What you have to do. Pull out the lines from the beginning of the records through the line holding "box: [0, 57, 800, 479]", inclusive, and reproduce them word for word.

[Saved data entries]
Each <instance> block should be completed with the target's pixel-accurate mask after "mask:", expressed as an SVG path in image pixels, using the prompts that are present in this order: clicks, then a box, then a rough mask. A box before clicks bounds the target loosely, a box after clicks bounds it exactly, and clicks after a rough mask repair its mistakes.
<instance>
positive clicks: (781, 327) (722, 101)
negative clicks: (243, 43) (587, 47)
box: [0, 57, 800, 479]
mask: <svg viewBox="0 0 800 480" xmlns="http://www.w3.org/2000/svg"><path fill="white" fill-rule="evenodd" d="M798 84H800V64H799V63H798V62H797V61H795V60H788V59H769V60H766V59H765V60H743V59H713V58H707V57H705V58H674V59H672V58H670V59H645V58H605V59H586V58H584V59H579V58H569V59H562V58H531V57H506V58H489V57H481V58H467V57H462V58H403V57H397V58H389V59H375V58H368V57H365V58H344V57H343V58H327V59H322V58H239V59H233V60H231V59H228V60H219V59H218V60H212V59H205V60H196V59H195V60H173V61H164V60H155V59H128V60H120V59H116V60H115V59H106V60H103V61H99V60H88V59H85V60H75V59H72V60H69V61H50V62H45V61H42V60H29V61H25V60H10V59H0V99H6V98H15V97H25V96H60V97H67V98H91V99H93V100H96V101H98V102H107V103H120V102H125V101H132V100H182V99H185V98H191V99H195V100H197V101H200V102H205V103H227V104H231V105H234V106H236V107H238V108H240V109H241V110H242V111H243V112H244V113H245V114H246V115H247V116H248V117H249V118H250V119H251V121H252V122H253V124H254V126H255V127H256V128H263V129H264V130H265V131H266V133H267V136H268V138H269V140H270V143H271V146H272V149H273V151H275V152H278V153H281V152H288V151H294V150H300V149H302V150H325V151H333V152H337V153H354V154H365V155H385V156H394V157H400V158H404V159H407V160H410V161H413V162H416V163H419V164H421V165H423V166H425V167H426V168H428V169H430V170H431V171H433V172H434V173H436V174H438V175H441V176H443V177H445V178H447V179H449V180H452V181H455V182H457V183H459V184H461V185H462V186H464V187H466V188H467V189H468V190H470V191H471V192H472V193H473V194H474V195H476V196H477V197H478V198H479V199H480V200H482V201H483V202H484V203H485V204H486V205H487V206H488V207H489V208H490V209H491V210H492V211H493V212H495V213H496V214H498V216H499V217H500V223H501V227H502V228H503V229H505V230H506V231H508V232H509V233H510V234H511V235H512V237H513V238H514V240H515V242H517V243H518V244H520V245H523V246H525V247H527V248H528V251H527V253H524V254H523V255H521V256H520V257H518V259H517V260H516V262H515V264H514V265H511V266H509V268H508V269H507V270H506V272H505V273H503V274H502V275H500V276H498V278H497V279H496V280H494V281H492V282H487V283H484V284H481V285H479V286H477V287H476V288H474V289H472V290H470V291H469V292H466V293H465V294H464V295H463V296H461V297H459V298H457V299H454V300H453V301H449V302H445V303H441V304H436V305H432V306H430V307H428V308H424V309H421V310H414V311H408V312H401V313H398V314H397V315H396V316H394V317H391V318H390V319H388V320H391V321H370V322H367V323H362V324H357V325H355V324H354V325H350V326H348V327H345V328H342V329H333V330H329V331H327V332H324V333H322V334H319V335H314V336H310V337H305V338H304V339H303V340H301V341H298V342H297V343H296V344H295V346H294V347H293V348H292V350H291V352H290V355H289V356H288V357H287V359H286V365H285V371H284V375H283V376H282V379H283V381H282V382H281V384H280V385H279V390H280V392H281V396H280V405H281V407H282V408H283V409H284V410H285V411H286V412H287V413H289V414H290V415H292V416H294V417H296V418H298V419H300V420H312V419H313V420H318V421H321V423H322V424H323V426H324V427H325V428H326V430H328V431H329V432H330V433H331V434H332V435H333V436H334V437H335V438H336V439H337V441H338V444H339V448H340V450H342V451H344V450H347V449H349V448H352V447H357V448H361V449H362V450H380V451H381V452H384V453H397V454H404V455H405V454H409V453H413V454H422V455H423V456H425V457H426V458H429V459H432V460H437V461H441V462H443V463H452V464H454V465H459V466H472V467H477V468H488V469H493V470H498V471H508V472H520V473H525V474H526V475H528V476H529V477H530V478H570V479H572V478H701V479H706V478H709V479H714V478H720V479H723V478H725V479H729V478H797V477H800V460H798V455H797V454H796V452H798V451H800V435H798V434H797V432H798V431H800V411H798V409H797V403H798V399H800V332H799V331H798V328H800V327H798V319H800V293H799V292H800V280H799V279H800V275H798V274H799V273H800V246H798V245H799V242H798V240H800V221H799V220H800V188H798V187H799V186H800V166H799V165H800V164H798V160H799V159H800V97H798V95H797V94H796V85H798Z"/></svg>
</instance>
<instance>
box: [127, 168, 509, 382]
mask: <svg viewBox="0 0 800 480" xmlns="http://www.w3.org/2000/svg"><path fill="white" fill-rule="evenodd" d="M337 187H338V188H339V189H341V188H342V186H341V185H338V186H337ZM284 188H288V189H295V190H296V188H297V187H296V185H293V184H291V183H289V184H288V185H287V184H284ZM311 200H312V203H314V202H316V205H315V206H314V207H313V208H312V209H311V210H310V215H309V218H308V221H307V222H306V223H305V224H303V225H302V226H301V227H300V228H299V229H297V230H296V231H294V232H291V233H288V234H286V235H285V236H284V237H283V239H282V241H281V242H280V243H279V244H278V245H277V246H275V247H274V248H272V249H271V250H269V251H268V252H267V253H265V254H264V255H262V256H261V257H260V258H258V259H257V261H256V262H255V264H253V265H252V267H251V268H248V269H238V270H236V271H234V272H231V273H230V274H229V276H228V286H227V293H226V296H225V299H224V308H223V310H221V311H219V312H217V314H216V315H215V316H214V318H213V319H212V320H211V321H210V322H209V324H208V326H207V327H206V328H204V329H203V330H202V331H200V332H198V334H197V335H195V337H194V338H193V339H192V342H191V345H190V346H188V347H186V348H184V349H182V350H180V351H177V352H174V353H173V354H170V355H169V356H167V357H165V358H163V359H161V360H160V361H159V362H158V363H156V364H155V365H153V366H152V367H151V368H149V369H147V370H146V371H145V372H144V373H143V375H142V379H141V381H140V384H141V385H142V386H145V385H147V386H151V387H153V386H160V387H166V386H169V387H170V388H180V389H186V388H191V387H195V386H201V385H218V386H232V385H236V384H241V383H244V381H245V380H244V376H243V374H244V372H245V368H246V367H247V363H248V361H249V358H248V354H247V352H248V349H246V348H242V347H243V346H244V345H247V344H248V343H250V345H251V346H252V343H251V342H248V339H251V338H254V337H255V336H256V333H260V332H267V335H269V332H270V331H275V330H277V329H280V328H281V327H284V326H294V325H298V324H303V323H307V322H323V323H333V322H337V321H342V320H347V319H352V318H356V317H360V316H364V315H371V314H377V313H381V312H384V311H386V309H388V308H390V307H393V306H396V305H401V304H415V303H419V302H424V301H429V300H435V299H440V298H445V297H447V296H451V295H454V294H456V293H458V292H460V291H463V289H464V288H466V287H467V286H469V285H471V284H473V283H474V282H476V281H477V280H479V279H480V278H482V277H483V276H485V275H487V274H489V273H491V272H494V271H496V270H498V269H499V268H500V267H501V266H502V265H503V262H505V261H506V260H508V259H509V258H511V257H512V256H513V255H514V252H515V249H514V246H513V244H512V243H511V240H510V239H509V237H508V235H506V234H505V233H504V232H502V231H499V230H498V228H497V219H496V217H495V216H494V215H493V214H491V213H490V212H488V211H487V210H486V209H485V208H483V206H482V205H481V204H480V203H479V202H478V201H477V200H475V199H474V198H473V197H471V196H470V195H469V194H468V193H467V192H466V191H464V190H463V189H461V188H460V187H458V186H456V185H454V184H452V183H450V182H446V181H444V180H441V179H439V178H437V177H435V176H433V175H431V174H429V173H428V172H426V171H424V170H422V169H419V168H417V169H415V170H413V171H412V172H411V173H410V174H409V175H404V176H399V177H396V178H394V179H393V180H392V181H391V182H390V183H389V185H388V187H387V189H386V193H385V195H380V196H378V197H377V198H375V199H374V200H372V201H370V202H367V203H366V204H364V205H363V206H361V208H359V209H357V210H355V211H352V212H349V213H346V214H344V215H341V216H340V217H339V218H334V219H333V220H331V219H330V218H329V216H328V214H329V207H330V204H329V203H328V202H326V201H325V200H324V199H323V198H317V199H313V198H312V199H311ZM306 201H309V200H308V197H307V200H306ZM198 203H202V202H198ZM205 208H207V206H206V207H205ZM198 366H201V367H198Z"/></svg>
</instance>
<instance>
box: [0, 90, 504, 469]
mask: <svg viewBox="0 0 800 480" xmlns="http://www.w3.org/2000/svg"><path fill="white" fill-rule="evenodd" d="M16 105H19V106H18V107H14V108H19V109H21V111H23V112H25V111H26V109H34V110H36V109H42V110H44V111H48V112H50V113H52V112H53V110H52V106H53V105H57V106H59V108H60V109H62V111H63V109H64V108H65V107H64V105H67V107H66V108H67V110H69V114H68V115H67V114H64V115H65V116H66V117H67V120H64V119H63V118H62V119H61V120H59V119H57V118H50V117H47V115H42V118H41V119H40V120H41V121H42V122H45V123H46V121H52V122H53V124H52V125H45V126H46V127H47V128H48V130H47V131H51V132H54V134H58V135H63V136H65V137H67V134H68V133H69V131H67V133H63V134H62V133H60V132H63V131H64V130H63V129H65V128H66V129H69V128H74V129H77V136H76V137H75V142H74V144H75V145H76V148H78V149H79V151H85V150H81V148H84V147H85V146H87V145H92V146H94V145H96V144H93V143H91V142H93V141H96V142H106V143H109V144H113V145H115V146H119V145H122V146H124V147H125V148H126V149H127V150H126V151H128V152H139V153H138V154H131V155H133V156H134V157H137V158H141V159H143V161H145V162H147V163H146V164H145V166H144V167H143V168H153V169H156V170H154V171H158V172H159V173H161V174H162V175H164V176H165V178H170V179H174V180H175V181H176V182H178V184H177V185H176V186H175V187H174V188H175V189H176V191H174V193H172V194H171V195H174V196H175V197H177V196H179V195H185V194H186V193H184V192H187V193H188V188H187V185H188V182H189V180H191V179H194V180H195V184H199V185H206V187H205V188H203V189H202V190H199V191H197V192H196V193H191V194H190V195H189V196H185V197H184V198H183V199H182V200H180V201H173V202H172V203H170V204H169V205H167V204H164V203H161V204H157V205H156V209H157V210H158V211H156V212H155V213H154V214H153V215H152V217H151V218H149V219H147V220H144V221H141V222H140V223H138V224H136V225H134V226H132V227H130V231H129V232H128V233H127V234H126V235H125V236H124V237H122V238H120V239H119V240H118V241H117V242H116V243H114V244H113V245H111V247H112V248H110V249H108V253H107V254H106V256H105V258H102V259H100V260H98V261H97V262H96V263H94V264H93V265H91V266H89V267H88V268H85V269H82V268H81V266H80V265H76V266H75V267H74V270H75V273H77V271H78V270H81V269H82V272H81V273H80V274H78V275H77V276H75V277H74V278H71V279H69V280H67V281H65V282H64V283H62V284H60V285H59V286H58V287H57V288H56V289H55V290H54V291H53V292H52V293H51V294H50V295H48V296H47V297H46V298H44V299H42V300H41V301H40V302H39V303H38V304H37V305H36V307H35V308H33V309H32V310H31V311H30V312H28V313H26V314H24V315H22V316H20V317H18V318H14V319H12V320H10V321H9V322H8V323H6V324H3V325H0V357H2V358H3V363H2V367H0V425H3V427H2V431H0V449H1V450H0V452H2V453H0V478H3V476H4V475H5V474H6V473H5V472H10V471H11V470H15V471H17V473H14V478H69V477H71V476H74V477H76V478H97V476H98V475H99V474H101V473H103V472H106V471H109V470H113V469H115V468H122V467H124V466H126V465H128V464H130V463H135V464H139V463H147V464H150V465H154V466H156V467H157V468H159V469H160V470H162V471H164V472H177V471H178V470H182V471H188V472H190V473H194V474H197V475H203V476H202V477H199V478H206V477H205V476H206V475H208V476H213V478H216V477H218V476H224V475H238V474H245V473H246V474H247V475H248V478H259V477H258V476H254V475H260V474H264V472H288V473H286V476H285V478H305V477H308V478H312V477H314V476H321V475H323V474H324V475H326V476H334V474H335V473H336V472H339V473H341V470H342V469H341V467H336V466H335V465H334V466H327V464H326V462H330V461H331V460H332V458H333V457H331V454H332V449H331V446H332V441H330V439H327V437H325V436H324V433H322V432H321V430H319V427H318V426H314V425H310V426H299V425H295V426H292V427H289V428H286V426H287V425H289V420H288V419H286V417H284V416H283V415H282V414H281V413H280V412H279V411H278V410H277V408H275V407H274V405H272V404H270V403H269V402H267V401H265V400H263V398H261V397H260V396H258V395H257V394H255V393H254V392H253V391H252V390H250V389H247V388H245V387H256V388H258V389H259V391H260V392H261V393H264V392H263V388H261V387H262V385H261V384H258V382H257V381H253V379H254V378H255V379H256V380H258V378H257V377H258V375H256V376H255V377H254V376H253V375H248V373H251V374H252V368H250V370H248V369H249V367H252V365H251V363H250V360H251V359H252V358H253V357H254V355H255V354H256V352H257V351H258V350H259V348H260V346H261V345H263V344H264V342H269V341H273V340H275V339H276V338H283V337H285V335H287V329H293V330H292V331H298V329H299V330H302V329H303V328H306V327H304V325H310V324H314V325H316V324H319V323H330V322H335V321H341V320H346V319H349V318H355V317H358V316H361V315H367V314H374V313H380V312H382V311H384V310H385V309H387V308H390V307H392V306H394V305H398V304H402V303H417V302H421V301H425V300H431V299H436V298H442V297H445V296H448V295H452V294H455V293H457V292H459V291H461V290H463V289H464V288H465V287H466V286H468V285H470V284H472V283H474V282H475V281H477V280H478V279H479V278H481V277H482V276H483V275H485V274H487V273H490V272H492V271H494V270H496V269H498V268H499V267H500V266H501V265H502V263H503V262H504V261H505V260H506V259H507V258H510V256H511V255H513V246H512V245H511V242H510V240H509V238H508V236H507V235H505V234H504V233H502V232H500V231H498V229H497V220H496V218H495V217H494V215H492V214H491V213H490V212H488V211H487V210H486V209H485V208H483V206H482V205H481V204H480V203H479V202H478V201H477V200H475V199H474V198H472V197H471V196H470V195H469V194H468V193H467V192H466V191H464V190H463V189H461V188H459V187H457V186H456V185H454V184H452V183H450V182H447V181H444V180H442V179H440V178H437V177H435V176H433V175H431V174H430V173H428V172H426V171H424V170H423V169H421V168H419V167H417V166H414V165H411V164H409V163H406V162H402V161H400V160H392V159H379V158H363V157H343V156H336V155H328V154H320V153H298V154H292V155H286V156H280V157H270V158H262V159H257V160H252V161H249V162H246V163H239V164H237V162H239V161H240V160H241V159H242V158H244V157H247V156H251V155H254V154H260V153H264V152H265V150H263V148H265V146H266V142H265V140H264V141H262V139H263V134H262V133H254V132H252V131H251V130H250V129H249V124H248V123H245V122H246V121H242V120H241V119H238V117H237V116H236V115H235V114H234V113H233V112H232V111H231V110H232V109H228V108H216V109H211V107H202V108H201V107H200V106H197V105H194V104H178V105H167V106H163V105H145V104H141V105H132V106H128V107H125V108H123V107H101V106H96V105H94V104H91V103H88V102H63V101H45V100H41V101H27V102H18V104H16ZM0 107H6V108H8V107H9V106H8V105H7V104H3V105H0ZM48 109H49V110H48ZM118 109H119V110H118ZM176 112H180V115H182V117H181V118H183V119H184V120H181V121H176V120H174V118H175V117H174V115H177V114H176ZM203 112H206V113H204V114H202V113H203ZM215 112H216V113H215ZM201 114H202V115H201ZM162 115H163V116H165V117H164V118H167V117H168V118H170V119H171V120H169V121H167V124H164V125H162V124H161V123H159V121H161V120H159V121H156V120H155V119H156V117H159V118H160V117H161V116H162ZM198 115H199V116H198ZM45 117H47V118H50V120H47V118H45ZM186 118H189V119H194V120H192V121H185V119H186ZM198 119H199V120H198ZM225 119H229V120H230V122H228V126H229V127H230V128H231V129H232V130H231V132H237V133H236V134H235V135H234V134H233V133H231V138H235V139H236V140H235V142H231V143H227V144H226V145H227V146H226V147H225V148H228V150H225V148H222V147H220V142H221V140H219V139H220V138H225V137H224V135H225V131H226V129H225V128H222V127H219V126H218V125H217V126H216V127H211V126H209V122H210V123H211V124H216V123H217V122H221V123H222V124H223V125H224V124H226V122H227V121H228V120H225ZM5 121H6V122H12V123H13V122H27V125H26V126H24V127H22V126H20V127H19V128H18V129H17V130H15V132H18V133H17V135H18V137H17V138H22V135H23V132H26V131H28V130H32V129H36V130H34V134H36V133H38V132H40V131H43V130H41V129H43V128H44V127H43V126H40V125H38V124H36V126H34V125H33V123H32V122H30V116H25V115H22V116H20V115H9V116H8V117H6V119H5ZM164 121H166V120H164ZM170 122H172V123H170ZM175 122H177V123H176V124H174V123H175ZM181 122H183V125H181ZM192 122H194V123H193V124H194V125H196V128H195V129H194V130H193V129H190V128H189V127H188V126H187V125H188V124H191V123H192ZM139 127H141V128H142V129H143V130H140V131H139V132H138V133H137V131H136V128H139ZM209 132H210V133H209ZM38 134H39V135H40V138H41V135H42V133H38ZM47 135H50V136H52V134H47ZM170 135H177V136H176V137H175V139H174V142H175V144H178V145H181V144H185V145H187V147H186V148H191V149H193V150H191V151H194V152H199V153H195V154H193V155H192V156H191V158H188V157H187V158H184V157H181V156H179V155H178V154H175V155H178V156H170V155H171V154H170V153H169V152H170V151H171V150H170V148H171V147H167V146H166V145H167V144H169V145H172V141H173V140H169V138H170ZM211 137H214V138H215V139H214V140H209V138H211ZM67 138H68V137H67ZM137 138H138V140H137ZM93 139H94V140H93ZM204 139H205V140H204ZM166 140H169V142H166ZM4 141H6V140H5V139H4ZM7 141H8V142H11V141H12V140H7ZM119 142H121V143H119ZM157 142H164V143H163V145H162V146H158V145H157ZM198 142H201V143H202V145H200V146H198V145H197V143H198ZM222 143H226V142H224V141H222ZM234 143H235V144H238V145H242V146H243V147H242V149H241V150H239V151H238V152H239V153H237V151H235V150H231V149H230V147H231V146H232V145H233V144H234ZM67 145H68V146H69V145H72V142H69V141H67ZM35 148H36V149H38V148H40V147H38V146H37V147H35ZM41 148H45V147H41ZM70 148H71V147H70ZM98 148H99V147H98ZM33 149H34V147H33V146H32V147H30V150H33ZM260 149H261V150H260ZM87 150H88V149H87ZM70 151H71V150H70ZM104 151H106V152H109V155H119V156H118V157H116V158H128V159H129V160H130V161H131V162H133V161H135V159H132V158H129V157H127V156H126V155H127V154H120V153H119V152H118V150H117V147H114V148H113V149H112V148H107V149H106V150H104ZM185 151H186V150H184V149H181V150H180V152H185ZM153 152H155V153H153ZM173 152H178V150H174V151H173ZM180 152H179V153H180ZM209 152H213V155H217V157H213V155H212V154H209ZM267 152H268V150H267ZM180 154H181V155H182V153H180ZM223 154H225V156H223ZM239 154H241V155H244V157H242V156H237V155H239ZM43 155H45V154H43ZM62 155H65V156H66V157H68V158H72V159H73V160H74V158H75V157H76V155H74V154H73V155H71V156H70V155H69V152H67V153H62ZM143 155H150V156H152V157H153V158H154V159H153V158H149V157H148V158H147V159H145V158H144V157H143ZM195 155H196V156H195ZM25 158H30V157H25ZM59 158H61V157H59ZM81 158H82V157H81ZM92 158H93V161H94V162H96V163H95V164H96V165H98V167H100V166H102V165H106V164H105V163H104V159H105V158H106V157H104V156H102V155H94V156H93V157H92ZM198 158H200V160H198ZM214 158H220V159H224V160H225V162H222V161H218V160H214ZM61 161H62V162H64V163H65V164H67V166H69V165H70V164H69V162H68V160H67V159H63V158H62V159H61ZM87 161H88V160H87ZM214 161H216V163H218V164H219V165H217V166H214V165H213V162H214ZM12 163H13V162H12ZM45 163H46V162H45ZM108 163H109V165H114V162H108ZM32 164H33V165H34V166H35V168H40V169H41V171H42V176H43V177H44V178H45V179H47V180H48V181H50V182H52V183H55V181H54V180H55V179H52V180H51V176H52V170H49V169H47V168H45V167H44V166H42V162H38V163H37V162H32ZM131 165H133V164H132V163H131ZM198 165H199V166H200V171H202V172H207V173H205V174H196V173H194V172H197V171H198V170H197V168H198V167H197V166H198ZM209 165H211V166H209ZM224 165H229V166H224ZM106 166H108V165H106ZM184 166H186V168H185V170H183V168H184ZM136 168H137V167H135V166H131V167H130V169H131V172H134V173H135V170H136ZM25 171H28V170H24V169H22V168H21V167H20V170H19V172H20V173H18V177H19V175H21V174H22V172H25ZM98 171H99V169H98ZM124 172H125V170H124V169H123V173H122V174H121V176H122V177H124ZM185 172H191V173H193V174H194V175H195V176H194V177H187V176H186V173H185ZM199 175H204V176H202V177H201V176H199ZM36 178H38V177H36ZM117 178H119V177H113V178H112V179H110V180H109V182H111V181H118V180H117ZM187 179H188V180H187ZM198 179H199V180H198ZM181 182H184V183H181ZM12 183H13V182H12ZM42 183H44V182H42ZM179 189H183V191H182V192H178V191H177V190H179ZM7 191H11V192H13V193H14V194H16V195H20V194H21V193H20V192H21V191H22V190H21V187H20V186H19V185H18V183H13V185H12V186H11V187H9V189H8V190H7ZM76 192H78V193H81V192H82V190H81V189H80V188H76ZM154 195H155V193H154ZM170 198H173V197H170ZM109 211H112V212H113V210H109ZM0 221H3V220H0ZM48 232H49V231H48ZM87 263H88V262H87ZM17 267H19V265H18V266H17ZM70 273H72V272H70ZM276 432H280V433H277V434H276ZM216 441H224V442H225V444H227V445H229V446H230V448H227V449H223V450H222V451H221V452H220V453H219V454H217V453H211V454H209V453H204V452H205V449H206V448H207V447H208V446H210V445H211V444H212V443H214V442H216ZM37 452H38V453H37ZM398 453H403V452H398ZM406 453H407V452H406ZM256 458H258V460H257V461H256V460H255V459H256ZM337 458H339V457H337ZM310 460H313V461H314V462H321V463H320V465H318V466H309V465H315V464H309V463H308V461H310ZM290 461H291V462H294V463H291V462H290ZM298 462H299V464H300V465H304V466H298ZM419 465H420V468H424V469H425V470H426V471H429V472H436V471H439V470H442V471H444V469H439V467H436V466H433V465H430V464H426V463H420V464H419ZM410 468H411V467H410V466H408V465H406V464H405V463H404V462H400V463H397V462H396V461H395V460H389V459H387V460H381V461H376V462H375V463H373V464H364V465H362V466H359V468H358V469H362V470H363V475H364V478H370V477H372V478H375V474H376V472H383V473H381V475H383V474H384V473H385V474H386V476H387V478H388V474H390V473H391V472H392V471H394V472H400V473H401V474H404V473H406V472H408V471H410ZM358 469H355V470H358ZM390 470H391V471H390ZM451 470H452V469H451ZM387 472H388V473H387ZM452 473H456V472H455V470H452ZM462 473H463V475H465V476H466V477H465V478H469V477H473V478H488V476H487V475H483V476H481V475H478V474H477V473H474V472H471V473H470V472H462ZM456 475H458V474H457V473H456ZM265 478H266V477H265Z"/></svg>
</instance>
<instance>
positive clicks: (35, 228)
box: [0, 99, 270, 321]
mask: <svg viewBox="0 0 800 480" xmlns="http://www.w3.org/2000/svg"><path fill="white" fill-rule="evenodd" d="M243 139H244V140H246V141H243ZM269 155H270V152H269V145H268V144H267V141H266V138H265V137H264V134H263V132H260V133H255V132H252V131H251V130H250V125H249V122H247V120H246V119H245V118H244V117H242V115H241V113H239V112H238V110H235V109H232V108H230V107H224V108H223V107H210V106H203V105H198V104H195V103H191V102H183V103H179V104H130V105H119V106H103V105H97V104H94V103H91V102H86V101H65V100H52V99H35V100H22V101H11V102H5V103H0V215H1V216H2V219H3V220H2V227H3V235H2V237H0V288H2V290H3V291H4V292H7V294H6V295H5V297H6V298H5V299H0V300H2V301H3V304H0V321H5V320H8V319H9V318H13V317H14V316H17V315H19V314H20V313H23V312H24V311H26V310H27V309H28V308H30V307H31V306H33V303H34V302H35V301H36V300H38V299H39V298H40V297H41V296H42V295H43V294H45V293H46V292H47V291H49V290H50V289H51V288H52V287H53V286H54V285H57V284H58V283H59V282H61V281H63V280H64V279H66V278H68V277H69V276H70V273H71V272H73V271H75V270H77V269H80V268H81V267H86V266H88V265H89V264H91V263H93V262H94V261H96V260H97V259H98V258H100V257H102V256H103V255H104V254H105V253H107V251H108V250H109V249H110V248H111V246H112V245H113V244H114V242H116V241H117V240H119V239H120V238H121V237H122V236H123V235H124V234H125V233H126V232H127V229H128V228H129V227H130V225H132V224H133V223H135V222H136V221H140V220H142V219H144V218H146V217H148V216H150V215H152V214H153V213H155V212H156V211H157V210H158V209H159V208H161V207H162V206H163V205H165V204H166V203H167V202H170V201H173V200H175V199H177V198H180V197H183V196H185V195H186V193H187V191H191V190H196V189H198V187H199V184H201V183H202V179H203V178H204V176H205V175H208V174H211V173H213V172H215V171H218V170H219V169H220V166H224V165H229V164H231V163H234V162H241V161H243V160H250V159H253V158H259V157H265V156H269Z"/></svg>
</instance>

Problem solution.
Each <instance> block should be completed with the target's pixel-accurate mask after "mask:", expressed as an SVG path in image pixels, using the prompts that are present in this order: clicks, then a box, then a rough mask. A box before clicks bounds the target loosely, a box after clicks bounds it exactly, and clicks after a rough mask repair its mistakes.
<instance>
positive clicks: (781, 327) (722, 101)
negative clicks: (243, 43) (587, 47)
box: [0, 57, 800, 479]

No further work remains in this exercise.